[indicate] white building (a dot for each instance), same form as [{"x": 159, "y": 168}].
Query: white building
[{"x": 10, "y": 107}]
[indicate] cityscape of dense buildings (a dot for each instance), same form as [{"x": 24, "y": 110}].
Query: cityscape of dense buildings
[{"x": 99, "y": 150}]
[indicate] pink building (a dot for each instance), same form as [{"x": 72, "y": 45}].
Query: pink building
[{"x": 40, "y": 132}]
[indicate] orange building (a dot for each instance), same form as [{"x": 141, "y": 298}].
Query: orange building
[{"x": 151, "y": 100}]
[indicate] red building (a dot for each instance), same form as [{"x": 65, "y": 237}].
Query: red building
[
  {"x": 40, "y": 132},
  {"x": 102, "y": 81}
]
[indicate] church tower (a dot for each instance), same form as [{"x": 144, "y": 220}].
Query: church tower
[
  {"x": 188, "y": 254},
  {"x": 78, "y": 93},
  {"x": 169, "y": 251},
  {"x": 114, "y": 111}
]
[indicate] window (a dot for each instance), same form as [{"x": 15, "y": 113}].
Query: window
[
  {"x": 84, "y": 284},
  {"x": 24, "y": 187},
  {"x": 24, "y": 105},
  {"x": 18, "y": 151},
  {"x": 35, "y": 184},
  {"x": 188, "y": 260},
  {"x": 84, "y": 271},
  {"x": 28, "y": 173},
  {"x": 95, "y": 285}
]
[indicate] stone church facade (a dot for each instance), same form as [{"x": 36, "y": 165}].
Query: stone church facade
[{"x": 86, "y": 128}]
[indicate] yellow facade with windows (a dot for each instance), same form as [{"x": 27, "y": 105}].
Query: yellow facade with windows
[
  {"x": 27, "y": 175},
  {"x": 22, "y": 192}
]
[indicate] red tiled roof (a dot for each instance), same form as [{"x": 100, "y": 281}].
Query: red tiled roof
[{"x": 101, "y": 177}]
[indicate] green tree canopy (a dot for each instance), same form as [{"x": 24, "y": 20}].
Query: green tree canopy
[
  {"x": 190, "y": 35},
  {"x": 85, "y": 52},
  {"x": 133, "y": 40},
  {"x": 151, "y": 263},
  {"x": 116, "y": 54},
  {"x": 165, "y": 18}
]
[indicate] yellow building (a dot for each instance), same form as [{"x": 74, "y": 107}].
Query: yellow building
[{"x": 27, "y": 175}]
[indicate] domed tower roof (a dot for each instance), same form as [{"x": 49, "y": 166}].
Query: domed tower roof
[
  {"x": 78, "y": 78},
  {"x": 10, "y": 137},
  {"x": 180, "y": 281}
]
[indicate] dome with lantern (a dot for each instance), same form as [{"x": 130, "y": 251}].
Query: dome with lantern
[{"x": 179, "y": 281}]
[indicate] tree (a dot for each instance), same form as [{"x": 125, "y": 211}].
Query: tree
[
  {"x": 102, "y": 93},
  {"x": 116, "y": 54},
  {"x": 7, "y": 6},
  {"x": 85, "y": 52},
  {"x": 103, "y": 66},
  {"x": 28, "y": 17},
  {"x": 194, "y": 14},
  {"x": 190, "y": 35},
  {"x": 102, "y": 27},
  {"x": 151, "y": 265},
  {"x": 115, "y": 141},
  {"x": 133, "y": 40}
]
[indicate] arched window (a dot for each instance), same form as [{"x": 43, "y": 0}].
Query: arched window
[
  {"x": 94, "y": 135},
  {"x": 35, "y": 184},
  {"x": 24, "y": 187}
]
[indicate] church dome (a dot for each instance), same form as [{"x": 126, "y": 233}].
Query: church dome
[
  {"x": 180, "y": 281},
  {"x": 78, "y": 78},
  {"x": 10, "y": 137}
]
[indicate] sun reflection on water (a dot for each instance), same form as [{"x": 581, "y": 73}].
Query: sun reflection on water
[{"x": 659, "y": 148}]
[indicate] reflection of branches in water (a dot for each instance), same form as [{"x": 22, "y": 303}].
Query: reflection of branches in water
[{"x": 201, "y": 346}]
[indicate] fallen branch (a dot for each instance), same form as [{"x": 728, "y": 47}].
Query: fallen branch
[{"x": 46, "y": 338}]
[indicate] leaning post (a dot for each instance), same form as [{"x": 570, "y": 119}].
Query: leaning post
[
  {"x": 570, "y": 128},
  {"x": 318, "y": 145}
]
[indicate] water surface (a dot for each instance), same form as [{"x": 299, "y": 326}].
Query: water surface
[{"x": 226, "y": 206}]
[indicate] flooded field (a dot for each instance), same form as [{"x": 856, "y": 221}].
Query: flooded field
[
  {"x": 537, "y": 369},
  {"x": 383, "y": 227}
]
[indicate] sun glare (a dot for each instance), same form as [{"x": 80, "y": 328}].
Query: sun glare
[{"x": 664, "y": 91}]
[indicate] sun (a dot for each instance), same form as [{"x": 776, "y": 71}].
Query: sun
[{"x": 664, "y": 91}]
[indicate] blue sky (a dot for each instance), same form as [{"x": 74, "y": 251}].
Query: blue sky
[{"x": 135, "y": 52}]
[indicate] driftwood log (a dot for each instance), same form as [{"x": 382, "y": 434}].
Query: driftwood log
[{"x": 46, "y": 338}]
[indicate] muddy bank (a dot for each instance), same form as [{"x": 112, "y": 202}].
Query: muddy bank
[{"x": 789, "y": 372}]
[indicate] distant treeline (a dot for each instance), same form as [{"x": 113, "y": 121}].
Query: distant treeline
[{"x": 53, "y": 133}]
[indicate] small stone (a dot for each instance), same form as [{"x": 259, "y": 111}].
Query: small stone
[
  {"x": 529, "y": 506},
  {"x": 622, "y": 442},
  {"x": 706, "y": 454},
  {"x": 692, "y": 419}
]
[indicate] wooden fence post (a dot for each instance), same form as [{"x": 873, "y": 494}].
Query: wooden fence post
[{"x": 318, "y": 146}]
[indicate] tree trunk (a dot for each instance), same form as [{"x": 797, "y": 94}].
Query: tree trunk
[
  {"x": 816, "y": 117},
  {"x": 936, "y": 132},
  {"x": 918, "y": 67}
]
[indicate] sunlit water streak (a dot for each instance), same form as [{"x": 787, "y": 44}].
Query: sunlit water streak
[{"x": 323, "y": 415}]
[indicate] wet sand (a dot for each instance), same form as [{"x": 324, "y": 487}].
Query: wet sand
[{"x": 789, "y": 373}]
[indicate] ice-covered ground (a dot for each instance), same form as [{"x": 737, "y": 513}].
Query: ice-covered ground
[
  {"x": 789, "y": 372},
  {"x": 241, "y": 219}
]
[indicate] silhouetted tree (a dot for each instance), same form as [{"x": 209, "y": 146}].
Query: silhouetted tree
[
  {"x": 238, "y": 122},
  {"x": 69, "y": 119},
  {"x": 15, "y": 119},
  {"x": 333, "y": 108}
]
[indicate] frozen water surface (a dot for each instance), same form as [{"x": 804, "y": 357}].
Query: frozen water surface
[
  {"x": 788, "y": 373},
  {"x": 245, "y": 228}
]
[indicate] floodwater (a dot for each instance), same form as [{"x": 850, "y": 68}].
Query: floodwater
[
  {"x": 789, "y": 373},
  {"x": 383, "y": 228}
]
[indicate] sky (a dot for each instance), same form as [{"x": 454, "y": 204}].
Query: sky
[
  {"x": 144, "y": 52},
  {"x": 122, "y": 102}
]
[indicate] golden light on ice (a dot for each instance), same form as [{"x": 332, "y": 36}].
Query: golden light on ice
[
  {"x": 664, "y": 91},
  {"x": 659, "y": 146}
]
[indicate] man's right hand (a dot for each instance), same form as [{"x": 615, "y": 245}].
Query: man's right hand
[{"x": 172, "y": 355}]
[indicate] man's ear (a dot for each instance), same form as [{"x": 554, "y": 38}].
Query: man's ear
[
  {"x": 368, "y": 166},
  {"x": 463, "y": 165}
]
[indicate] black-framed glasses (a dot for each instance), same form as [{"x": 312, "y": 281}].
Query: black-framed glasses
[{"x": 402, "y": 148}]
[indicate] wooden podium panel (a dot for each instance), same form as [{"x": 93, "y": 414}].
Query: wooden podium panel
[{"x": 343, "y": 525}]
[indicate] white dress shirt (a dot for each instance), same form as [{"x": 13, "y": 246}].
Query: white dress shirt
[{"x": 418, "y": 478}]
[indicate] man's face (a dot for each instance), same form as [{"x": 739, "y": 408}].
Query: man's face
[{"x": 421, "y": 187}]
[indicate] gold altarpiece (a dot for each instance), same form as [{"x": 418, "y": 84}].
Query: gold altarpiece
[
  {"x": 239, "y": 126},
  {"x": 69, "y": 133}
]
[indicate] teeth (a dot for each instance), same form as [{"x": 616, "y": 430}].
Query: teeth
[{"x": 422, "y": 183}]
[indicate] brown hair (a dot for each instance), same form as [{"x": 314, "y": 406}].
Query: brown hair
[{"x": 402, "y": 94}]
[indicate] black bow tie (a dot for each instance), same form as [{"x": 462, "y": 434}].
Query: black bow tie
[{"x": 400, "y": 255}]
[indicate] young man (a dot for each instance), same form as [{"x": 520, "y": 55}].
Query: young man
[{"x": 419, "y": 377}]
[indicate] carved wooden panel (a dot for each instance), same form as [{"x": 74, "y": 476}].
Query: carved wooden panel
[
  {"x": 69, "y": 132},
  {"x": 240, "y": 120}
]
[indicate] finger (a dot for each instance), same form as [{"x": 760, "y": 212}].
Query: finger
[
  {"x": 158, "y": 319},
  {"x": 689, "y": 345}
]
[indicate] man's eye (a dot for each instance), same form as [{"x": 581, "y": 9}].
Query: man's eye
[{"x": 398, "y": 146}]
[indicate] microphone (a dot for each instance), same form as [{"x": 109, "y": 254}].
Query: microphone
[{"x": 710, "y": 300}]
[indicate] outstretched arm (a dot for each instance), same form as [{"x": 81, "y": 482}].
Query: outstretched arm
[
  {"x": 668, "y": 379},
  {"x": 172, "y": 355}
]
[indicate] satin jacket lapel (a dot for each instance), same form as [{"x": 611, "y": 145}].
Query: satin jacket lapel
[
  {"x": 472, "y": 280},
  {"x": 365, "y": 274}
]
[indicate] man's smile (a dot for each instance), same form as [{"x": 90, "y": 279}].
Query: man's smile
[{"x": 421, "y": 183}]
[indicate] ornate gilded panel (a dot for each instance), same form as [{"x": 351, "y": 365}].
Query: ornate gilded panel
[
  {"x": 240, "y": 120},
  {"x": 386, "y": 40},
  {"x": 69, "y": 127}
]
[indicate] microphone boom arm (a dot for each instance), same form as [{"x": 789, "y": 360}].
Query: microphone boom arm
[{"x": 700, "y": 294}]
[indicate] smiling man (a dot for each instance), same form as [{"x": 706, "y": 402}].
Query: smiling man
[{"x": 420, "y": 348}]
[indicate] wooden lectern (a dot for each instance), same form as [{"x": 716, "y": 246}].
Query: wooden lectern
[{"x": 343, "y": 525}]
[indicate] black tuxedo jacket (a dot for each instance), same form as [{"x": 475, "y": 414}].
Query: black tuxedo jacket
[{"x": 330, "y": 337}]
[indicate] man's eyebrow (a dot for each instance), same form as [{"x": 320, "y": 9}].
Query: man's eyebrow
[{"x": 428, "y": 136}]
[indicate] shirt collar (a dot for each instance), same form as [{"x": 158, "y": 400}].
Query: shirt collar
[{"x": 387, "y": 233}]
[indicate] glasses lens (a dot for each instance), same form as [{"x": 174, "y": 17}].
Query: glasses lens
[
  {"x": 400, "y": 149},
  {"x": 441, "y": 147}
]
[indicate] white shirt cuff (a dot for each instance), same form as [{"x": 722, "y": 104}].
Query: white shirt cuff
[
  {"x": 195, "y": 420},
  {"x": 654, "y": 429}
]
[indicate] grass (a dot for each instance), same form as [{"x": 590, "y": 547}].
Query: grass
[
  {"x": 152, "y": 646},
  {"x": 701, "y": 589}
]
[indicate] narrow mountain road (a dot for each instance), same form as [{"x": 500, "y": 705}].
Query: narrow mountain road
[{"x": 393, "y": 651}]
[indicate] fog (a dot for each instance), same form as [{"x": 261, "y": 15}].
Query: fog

· · · · · · ·

Work instructions: Your answer should consist only of the lines from the one with "[indicate] man's eyebrow" through the end of the data above, reproduced exactly.

Answer to the problem:
[indicate] man's eyebrow (a dot for each instance), same form as [{"x": 320, "y": 9}].
Query: man's eyebrow
[{"x": 428, "y": 136}]
[indicate] shirt collar (a dot for each instance), same form as [{"x": 158, "y": 400}].
Query: shirt collar
[{"x": 387, "y": 233}]
[indicate] glasses lens (a dot for each instance), same form as [{"x": 174, "y": 17}].
Query: glasses lens
[
  {"x": 400, "y": 149},
  {"x": 441, "y": 147}
]
[indicate] white shirt cuff (a dot for each instance), same form as [{"x": 722, "y": 104}].
Query: white shirt cuff
[
  {"x": 195, "y": 420},
  {"x": 654, "y": 429}
]
[indicate] grass (a dot for each instance), same form as [{"x": 590, "y": 547}].
Query: grass
[
  {"x": 152, "y": 646},
  {"x": 701, "y": 589}
]
[indicate] narrow mountain road (a dot for each instance), same form as [{"x": 500, "y": 705}].
Query: narrow mountain road
[{"x": 393, "y": 651}]
[indicate] fog (a dot for each instance), same form as [{"x": 261, "y": 15}].
Query: fog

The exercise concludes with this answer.